# Start of MATERIAL SHOWN
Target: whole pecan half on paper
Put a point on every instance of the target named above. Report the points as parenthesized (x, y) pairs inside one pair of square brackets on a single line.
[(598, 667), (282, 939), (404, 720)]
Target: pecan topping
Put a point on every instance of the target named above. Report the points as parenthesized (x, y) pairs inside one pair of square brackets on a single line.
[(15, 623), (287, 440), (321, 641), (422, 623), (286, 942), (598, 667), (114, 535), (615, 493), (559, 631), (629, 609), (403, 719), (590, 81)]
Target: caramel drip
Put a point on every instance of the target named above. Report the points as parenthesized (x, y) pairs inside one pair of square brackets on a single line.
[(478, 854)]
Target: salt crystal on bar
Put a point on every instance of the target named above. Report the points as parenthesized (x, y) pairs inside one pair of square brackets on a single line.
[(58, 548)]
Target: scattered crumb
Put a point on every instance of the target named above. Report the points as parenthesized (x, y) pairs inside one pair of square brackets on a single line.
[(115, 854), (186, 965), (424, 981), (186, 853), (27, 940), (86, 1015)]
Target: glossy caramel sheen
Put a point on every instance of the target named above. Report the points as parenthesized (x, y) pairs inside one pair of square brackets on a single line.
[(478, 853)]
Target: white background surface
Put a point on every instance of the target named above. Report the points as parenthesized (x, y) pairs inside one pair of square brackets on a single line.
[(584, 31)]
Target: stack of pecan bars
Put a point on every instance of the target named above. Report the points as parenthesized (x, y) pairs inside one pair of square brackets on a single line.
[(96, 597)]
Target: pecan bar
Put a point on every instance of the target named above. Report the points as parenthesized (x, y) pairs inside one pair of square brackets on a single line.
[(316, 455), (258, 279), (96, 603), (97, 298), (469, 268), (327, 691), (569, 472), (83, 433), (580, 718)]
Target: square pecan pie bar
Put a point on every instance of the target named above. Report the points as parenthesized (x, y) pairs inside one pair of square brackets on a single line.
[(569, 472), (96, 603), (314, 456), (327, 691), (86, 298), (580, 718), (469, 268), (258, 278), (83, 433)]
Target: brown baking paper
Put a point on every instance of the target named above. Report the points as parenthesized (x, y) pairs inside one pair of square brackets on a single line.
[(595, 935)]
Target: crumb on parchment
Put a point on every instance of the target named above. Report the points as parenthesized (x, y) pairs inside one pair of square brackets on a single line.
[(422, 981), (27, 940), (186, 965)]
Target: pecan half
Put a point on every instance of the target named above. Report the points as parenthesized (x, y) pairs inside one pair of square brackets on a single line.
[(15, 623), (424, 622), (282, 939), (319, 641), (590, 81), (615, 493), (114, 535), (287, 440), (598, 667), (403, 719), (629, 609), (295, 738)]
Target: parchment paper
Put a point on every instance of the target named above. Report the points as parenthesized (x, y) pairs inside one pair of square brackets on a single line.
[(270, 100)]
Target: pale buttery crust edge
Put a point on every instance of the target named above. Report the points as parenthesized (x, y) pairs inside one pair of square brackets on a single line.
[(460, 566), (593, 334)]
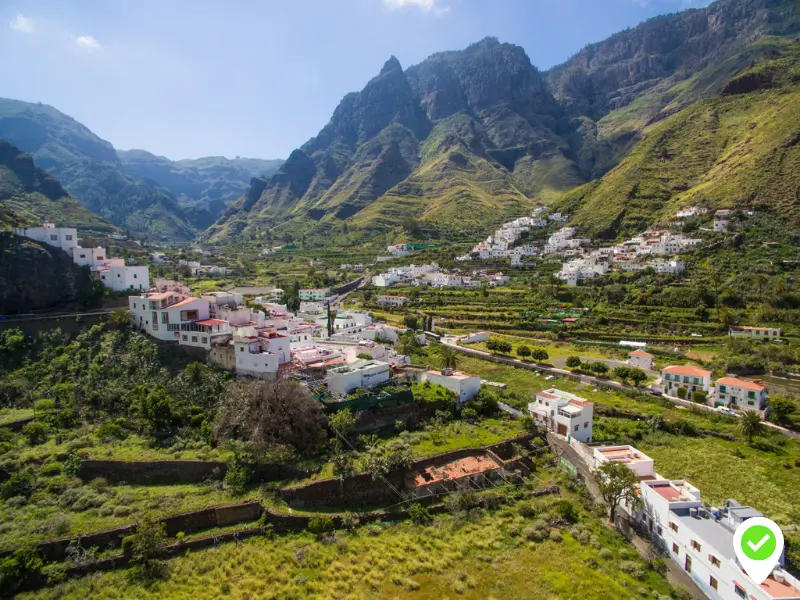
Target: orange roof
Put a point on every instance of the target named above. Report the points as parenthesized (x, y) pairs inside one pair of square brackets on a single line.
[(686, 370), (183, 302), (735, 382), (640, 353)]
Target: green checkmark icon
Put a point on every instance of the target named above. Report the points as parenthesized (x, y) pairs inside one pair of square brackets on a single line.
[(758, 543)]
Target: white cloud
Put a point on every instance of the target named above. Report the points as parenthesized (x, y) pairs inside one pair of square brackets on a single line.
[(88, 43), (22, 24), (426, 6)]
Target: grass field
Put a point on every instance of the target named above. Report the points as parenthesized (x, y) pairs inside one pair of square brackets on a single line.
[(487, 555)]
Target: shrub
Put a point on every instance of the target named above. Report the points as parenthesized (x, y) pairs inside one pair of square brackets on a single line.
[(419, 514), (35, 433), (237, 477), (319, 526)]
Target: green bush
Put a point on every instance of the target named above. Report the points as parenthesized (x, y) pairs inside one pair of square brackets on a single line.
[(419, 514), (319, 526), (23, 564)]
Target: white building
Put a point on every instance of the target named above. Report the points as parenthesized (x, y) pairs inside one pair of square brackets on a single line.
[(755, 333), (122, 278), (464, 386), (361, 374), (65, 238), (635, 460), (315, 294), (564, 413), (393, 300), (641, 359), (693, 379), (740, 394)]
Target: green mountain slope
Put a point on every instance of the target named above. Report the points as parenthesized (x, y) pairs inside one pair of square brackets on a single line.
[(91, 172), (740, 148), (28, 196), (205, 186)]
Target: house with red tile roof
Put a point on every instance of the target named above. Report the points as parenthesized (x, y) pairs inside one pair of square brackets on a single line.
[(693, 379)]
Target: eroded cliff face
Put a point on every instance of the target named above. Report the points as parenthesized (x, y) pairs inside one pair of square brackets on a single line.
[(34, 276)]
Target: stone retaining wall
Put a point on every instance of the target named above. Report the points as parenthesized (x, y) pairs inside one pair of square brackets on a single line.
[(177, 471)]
# End of MATERIAL SHOWN
EXERCISE DIRECTIONS: Set out the entries from the line with "Target: brown baking paper" up to and including the line with "[(419, 514), (35, 433), (237, 477), (319, 526)]" as a numbered list, omitting blank lines and leaving out the pictures.

RESULT FOR THIS TASK:
1. Target: brown baking paper
2. Put a point on every instance of the target named above. Report the points as parenthesized (x, y) pairs inside one pair of square brackets on a single line.
3. [(595, 935)]
4. Target: crumb on parchment
5. Put a point on every instance of the target named above. Report the points as parenthesized (x, y) pairs inside one pair of square brackets on a single line.
6. [(422, 981), (27, 940), (186, 965)]
7. Target: pecan half
8. Put a point on every instance of the target named above. Report the points as parenthesized (x, y) pairs inside one pair of square brackets on a single line.
9. [(15, 623), (424, 622), (282, 939), (319, 641), (590, 81), (615, 493), (114, 535), (287, 440), (598, 667), (403, 719), (629, 609), (295, 738)]
10. Target: parchment paper
11. Put a point on every instance of the target named above. Report the points as parenthesized (x, y) pairs inside one pair of square brackets on a single line.
12. [(270, 100)]
13. Target: pale buttery crust edge
14. Put a point on every instance of the target named above. Report the points as parenthesized (x, y) pairs inside one pair of square brackets on a single line.
15. [(460, 566), (593, 334)]
16. Target: orange roof
17. Put a point on every instance of the target named above. Report the points as parenthesized (x, y) pairs inside one pair of square brackets on a single line.
18. [(686, 370), (183, 302), (735, 382), (640, 353)]
19. Target: green checkmark icon
20. Put a point on every instance of the target named above. Report the points as parenthesized (x, y) pairs inside one pair of square brackets on a single line.
21. [(758, 543)]
22. Target: white cloud
23. Put a point on every instance of the target named above. Report the points as parenthesized (x, y) pairs inside one pair of square brackets on a single line.
24. [(88, 43), (22, 24), (426, 6)]
25. Target: grass field
26. Put a point on every instance of the target named above. Report the points as parenthesized (x, y) pairs inside one pair of square brackets on a single line.
27. [(487, 555)]
28. Target: shrub
29. Put a point on every instance of the target named above. Report the points as parenthesized (x, y) pairs inside one pair of square brackets on a single line.
30. [(419, 514), (35, 433), (237, 477), (319, 526)]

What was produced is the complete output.